Excerpts of labeled region data:

══════

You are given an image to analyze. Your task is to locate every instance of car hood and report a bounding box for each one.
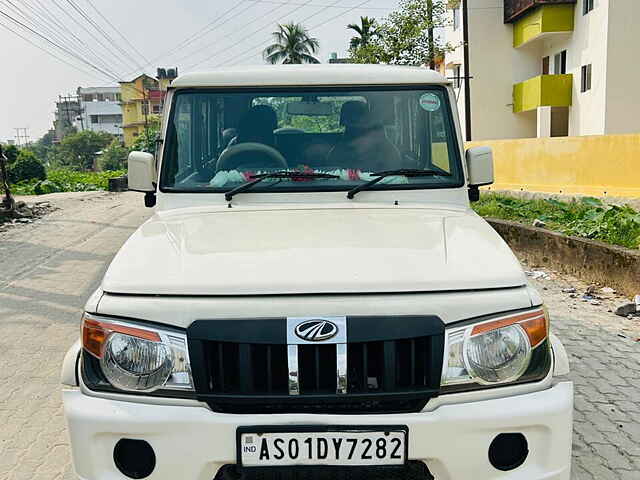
[103,207,526,295]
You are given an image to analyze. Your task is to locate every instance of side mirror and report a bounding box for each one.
[466,147,494,202]
[127,152,156,207]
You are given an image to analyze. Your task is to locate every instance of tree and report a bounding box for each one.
[351,0,455,68]
[129,115,160,153]
[56,130,114,170]
[347,17,377,50]
[98,138,129,171]
[9,149,47,183]
[263,23,320,65]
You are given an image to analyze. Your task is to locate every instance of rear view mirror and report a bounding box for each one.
[128,152,156,192]
[127,152,156,207]
[287,102,333,117]
[466,147,494,202]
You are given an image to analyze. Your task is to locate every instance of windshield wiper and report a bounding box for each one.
[347,168,451,200]
[224,170,340,202]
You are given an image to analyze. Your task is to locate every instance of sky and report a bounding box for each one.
[0,0,398,142]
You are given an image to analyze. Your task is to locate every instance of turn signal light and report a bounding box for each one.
[471,309,548,348]
[82,314,160,358]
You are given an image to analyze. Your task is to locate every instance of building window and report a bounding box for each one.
[582,0,595,15]
[453,7,460,30]
[580,64,591,93]
[453,65,462,88]
[553,50,567,75]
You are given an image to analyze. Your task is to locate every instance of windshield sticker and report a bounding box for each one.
[420,93,440,112]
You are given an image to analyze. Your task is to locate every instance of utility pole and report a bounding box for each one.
[0,145,15,214]
[462,0,471,142]
[142,89,149,139]
[14,127,29,147]
[427,0,436,70]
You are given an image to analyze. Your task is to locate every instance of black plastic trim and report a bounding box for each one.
[347,315,445,343]
[187,318,287,345]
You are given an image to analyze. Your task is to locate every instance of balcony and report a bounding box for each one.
[504,0,576,23]
[513,75,573,113]
[513,4,574,48]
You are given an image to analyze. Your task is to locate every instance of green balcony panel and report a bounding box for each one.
[513,75,573,113]
[513,4,574,48]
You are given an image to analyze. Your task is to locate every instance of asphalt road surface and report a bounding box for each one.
[0,192,640,480]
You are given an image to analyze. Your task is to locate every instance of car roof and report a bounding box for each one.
[171,64,450,88]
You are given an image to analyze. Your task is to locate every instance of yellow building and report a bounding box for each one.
[120,68,177,147]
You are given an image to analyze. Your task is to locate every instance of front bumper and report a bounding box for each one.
[63,382,573,480]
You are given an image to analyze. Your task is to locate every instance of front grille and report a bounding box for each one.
[188,317,444,414]
[214,460,434,480]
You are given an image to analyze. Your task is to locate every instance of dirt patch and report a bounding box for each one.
[488,219,640,297]
[0,201,58,232]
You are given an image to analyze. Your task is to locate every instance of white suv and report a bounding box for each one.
[62,66,573,480]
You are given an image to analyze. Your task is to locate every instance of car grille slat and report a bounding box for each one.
[189,316,444,413]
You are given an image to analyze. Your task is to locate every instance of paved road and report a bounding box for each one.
[0,189,640,480]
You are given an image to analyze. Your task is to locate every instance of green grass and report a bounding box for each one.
[473,193,640,248]
[11,169,126,195]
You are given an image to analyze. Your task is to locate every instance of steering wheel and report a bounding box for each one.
[216,142,289,172]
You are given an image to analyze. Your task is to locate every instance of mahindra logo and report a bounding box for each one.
[295,320,338,342]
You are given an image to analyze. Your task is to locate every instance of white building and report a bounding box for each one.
[445,0,640,140]
[77,87,122,138]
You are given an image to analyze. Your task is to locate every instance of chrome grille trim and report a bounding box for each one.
[287,345,300,395]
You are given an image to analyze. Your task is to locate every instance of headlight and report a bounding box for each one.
[82,314,193,392]
[441,308,549,387]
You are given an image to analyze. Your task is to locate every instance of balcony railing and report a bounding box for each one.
[504,0,576,23]
[513,74,573,113]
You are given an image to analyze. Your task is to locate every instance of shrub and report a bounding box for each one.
[98,140,128,171]
[473,193,640,248]
[9,150,47,183]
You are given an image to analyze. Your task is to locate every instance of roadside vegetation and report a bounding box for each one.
[473,193,640,248]
[0,117,160,195]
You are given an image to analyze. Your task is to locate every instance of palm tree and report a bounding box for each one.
[347,17,377,50]
[263,23,320,65]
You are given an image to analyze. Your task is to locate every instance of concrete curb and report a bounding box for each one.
[487,218,640,297]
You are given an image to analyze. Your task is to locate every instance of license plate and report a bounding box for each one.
[238,426,408,467]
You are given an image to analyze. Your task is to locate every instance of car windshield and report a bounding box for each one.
[160,86,463,192]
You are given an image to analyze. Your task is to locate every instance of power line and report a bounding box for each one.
[249,0,391,11]
[4,0,122,80]
[51,0,131,76]
[221,0,372,67]
[25,0,125,77]
[185,0,312,68]
[119,0,251,75]
[0,15,107,80]
[0,10,118,81]
[85,0,149,65]
[170,0,282,68]
[66,0,142,68]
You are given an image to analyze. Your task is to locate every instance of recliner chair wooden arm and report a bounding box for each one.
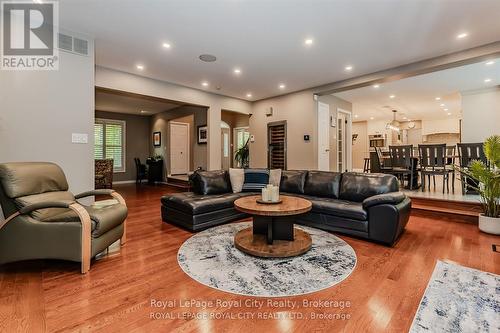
[0,197,92,274]
[0,162,128,273]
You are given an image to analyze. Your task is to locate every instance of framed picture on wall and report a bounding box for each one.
[153,132,161,147]
[198,125,208,144]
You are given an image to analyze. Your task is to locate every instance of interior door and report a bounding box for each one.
[267,121,286,170]
[221,128,231,170]
[337,112,347,172]
[233,127,250,168]
[170,122,189,175]
[318,102,330,171]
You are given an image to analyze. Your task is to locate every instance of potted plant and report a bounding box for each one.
[234,139,250,168]
[460,135,500,235]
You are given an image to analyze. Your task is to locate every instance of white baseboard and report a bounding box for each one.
[113,180,135,185]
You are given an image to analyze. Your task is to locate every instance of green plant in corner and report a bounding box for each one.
[459,135,500,234]
[234,139,250,168]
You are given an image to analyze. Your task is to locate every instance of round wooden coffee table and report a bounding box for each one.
[234,195,312,258]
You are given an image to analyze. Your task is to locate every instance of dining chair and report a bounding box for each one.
[389,145,414,190]
[457,142,488,195]
[418,143,455,193]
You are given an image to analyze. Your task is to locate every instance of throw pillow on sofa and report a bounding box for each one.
[229,168,245,193]
[242,169,269,192]
[190,170,231,195]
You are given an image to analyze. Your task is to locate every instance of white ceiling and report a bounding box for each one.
[95,90,180,116]
[60,0,500,100]
[334,59,500,121]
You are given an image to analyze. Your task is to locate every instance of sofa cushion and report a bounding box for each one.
[339,172,399,202]
[280,170,307,194]
[161,192,255,215]
[242,169,269,192]
[304,171,342,199]
[229,168,245,193]
[282,193,368,221]
[190,170,232,195]
[0,162,68,199]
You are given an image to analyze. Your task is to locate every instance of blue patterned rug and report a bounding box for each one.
[410,261,500,333]
[177,222,356,297]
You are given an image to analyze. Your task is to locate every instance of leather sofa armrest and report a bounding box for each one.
[363,192,406,209]
[75,189,115,199]
[19,200,75,215]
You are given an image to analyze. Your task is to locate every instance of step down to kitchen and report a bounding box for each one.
[410,196,482,223]
[167,175,191,191]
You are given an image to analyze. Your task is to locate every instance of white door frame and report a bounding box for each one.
[316,101,330,171]
[168,121,191,175]
[337,108,352,172]
[231,126,250,167]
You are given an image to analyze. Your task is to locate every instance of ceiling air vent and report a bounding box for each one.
[58,33,89,56]
[73,37,89,55]
[58,34,73,52]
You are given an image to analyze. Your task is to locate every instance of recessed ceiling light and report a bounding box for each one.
[198,54,217,62]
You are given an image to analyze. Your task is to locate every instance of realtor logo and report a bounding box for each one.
[0,0,59,70]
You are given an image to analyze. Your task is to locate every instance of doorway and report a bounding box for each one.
[220,121,231,170]
[337,109,352,172]
[170,121,190,175]
[318,102,330,171]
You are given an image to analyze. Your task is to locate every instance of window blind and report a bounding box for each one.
[94,119,125,172]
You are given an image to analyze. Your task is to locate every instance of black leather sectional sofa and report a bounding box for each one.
[161,170,411,246]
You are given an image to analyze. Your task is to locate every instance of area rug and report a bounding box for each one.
[177,222,356,297]
[410,261,500,333]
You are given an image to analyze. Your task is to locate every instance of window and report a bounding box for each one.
[94,119,125,172]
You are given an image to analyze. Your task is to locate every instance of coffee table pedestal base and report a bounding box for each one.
[234,225,312,258]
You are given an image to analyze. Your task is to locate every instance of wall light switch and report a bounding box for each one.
[71,133,89,143]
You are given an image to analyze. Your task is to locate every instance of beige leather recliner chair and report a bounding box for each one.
[0,162,127,273]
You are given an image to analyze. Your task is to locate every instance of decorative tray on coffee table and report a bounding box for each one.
[255,199,283,205]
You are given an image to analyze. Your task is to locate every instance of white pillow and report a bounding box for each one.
[229,168,245,193]
[269,169,281,187]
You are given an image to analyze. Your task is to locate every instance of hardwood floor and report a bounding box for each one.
[0,185,500,332]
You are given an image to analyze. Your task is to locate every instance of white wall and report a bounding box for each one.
[0,43,94,192]
[95,66,251,170]
[462,87,500,142]
[422,118,460,135]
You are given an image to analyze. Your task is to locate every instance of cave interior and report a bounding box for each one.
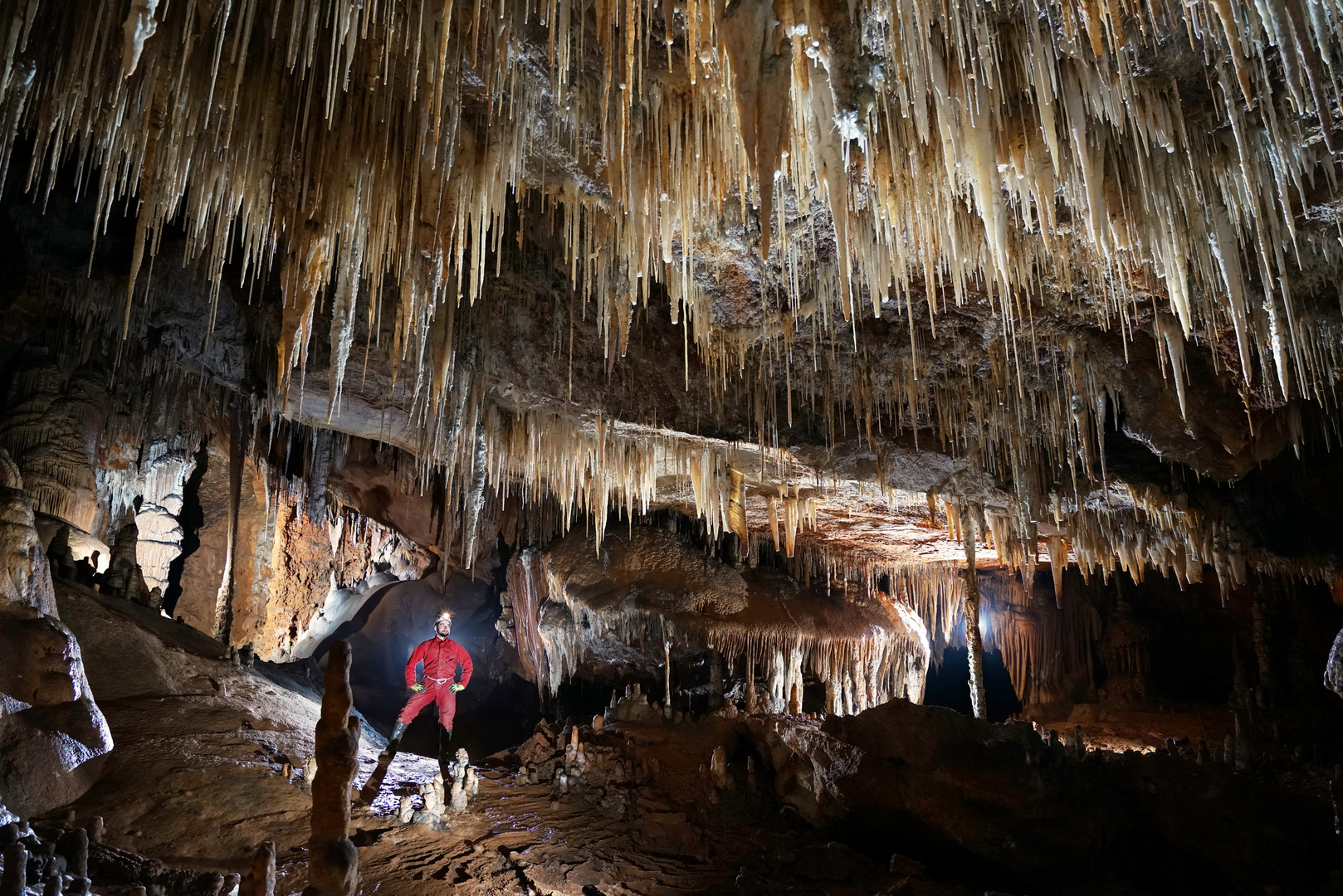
[0,0,1343,896]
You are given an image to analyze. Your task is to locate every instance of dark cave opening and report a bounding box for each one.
[924,646,1022,722]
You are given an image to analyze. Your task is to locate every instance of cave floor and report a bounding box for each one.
[56,582,984,896]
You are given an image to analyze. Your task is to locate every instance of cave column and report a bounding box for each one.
[215,393,252,646]
[961,508,989,718]
[304,640,360,896]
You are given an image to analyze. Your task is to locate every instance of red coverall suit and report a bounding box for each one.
[396,636,471,731]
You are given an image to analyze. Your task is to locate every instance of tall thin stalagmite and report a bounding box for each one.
[215,395,252,645]
[304,640,360,896]
[237,840,276,896]
[965,512,989,718]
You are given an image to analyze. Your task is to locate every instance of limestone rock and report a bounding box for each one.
[0,449,111,816]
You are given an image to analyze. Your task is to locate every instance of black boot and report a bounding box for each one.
[437,728,452,781]
[378,722,409,760]
[359,722,409,806]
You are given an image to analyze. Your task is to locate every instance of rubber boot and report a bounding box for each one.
[437,728,452,781]
[359,722,409,806]
[378,722,409,759]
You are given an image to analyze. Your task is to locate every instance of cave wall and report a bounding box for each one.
[0,449,113,816]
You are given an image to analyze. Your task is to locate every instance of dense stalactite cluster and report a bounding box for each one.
[0,0,1343,606]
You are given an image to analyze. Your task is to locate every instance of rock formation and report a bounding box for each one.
[0,0,1343,896]
[0,449,113,816]
[307,640,360,896]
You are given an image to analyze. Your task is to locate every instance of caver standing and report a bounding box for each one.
[387,612,471,755]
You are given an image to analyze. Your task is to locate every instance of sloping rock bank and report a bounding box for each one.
[745,700,1338,894]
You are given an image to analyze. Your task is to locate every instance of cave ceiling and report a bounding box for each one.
[0,0,1343,582]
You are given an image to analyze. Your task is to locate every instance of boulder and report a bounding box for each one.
[0,449,111,816]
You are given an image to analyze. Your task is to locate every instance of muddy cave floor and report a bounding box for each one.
[26,582,1337,896]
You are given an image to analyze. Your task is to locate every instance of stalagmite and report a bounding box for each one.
[215,395,248,641]
[961,512,989,718]
[304,640,360,896]
[237,841,276,896]
[0,841,28,896]
[709,746,728,790]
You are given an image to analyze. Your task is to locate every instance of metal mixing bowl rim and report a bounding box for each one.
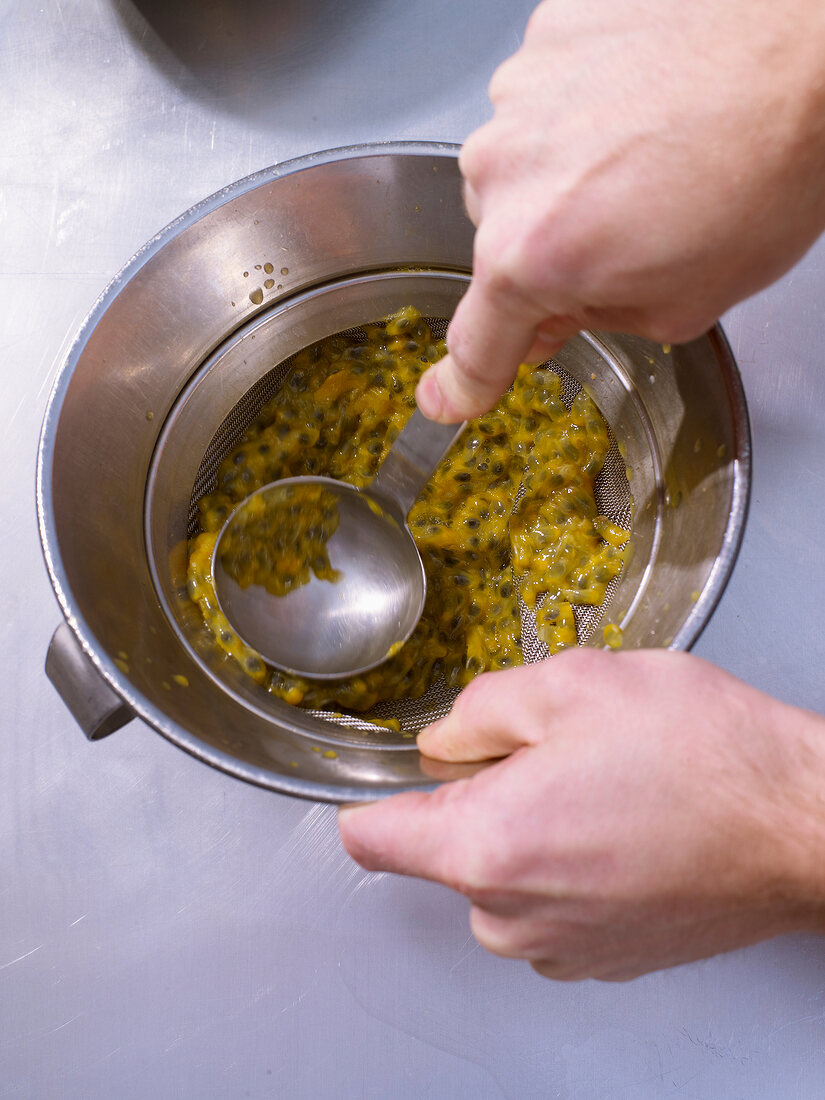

══════

**Given problem:**
Copy the lines from the start of the lines above through the line containing "[103,207,526,295]", inclusive, shifting every bounding box coordinate in the answers by -58. Omit the pictures from your copy.

**Full answer:**
You are given an image to analyze. Your task is to locate every instance of car hood and report a bounding box for each one.
[45,149,468,237]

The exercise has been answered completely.